DATA ENTRIES:

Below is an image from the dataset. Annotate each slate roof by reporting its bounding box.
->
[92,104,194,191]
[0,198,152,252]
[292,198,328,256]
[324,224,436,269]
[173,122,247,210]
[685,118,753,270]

WORK INSTRUCTIONS: In the records above, change "slate roof" to "chimney" and write out the lines again with nothing else altered.

RESPONSE TO THIS TASK:
Below is an image from the dataset. Annotate each chimney by reporting its bounding box.
->
[92,104,194,191]
[0,198,152,252]
[292,198,328,256]
[324,224,436,269]
[173,122,247,210]
[685,118,753,270]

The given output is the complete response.